Source data section start
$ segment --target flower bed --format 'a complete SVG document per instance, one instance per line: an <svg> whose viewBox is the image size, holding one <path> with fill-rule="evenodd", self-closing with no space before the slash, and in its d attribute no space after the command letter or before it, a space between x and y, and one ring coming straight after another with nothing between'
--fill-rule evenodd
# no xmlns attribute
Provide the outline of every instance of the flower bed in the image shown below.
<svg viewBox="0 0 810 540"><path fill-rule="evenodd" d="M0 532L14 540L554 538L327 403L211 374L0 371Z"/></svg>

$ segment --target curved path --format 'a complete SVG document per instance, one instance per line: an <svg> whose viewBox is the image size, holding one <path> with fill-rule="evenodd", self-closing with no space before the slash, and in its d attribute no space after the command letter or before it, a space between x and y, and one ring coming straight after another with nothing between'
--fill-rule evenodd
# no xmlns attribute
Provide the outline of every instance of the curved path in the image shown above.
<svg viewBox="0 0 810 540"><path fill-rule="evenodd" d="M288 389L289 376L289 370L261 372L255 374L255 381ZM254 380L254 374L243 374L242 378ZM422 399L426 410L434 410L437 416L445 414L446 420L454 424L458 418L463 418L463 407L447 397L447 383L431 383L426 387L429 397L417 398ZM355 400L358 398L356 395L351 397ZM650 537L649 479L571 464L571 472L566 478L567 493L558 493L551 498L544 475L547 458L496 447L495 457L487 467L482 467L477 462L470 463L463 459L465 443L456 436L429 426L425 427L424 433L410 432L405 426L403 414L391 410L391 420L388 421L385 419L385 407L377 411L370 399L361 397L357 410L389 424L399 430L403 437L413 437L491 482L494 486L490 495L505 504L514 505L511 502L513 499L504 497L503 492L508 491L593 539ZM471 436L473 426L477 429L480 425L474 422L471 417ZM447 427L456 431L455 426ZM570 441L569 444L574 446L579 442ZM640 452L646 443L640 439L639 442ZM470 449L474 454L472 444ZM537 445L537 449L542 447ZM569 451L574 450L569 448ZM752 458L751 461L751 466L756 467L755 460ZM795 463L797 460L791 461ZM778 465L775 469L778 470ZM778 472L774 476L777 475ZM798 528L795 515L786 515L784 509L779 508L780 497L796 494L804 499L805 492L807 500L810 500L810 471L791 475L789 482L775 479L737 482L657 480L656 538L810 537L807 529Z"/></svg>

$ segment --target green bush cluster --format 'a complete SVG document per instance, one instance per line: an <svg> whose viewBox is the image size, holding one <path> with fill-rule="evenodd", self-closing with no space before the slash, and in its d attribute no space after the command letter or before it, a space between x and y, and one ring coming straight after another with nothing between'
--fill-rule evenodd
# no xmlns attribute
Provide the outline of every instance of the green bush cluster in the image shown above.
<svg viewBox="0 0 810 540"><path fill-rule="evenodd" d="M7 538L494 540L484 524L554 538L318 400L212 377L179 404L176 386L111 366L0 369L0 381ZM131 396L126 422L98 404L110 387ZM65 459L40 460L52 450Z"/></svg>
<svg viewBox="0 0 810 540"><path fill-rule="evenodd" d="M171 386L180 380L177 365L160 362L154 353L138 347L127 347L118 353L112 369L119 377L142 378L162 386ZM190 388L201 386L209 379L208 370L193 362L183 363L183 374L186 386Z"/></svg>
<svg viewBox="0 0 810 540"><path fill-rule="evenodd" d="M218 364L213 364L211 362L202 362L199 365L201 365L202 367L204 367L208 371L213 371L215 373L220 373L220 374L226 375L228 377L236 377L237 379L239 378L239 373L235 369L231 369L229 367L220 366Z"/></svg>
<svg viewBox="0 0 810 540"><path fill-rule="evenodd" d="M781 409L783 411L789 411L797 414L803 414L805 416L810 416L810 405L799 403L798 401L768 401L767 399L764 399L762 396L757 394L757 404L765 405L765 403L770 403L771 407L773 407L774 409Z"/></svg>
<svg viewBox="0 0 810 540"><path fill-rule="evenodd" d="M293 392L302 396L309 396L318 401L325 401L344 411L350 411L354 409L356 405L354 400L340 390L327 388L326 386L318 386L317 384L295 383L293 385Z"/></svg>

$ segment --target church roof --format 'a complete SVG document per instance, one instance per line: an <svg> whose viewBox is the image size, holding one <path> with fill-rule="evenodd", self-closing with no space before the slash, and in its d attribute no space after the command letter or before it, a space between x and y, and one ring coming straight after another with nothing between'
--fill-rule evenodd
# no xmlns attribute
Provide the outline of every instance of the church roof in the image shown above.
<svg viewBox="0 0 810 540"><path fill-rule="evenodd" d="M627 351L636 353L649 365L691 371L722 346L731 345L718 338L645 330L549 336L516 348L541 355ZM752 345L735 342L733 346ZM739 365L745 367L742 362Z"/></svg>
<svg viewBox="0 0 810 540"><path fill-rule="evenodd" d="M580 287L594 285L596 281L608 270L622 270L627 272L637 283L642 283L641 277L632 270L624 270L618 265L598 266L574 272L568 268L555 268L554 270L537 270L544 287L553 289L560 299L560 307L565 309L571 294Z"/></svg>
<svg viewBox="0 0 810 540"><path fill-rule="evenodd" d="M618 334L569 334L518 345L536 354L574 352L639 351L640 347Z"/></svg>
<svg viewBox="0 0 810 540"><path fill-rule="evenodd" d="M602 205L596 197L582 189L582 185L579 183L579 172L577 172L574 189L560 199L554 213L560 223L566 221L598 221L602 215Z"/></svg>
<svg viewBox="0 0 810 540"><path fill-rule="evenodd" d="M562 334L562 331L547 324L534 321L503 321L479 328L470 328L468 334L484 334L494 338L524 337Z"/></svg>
Source data section end
Description of the task - The records must be given again in full, exactly as shown.

Response area -
$ segment --target flower bed --format 'a complete SVG document per instance, one instance per line: an <svg> whose viewBox is the image size, holding one <path> with fill-rule="evenodd", self-closing with no space before the slash, and in its d attribute no space after the command letter or before it, a space between x and y, and one ring coming straight after another with nothing between'
--fill-rule evenodd
# no xmlns attribute
Provide the outline of every instance of the flower bed in the image shown below.
<svg viewBox="0 0 810 540"><path fill-rule="evenodd" d="M0 532L14 540L554 538L327 403L211 374L0 371Z"/></svg>

$ segment --target curved path --format 'a complete SVG document per instance, one instance per line: an <svg> whose viewBox is the image size, holding one <path> with fill-rule="evenodd", self-closing with no space before the slash, and in its d attribute no space after the command letter or before it, a space between x and y, and one ring coming straight after another with nothing between'
--fill-rule evenodd
# no xmlns attribute
Provide the outline of every instance of the curved path in the image shown above.
<svg viewBox="0 0 810 540"><path fill-rule="evenodd" d="M288 389L289 376L289 370L261 372L255 374L255 381ZM254 380L254 374L243 374L242 378ZM422 399L426 410L434 410L437 416L445 414L446 420L454 424L458 418L463 418L463 407L447 397L447 383L431 383L426 387L429 397L417 398ZM355 400L358 398L356 395L351 397ZM650 537L649 479L571 464L571 472L566 478L567 493L558 493L551 498L544 475L547 458L496 447L495 457L487 467L482 467L477 462L470 463L463 459L465 443L456 436L429 426L425 427L424 433L410 432L405 426L403 414L391 410L391 420L388 421L385 419L385 407L377 411L370 399L361 397L357 410L389 424L399 430L403 437L413 437L491 482L494 486L490 495L505 504L514 505L511 502L513 499L504 497L503 492L508 491L593 539ZM471 436L473 426L477 429L480 425L474 422L471 417ZM447 427L456 431L455 426ZM570 441L569 444L574 446L579 442ZM640 452L646 443L640 439L639 442ZM470 449L474 454L472 444ZM537 445L537 449L542 447ZM569 451L574 450L569 448ZM752 458L751 461L751 466L756 467L755 460ZM795 463L797 460L791 461ZM778 465L775 469L778 470ZM778 472L774 476L777 475ZM798 528L795 515L786 515L784 509L779 508L780 497L796 494L804 499L805 492L807 500L810 500L810 471L791 475L789 482L775 479L737 482L657 480L656 538L810 537L807 529Z"/></svg>

$ segment --target green bush cluster --format 'a complete SVG document per instance, one instance per line: an <svg> whose viewBox is the image size, holding one <path> with fill-rule="evenodd", self-closing with no space before the slash, and in its d attribute no space after the command letter or before it, a space between x and y, and one ring coming straight after another with nothing between'
--fill-rule evenodd
# no xmlns attribute
Provide the outline of every instance of the green bush cluster in the image shown above.
<svg viewBox="0 0 810 540"><path fill-rule="evenodd" d="M7 538L494 540L484 524L554 538L318 400L212 377L179 404L176 386L111 366L0 369L0 381ZM131 396L126 422L98 404L110 387ZM65 459L40 460L52 450Z"/></svg>
<svg viewBox="0 0 810 540"><path fill-rule="evenodd" d="M171 386L180 380L177 365L160 362L154 353L138 347L127 347L118 353L112 369L119 377L142 378L162 386ZM190 388L201 386L209 379L208 370L193 362L183 363L183 374L186 386Z"/></svg>
<svg viewBox="0 0 810 540"><path fill-rule="evenodd" d="M218 364L213 364L211 362L202 362L199 365L201 365L202 367L204 367L208 371L213 371L215 373L220 373L220 374L226 375L228 377L236 377L237 379L239 378L239 373L235 369L231 369L229 367L220 366Z"/></svg>
<svg viewBox="0 0 810 540"><path fill-rule="evenodd" d="M781 409L783 411L789 411L797 414L803 414L805 416L810 416L810 405L799 403L798 401L768 401L767 399L764 399L762 396L757 394L757 404L765 405L765 403L770 403L771 407L773 407L774 409Z"/></svg>
<svg viewBox="0 0 810 540"><path fill-rule="evenodd" d="M293 392L302 396L309 396L318 401L325 401L344 411L350 411L354 409L356 405L354 400L340 390L327 388L326 386L318 386L317 384L295 383L293 385Z"/></svg>

$ segment --target church roof --format 'a complete SVG document per instance, one instance per line: an <svg> whose viewBox is the image size, holding one <path> with fill-rule="evenodd", self-closing with no space before the slash, and in its d attribute no space after the command letter or before it, a space between x and y, and one ring coming straight after another with nothing between'
--fill-rule evenodd
# no xmlns attribute
Provide the outline of every instance of the church roof in the image shown above.
<svg viewBox="0 0 810 540"><path fill-rule="evenodd" d="M627 351L636 353L649 365L691 371L722 346L731 345L718 338L645 330L549 336L516 348L541 355ZM752 345L735 342L733 346ZM739 365L745 367L742 362Z"/></svg>
<svg viewBox="0 0 810 540"><path fill-rule="evenodd" d="M580 287L594 285L596 281L608 270L622 270L627 272L637 283L642 283L641 277L632 270L624 270L618 265L598 266L574 272L568 268L555 268L554 270L537 270L544 287L553 289L560 299L560 307L565 309L571 294Z"/></svg>
<svg viewBox="0 0 810 540"><path fill-rule="evenodd" d="M618 334L569 334L518 345L536 354L574 352L639 351L640 347Z"/></svg>
<svg viewBox="0 0 810 540"><path fill-rule="evenodd" d="M602 205L596 197L582 189L582 185L579 183L579 172L577 172L574 189L560 199L554 213L560 223L566 221L598 221L602 215Z"/></svg>
<svg viewBox="0 0 810 540"><path fill-rule="evenodd" d="M562 334L562 331L547 324L534 321L503 321L479 328L470 328L468 334L484 334L494 338L524 337Z"/></svg>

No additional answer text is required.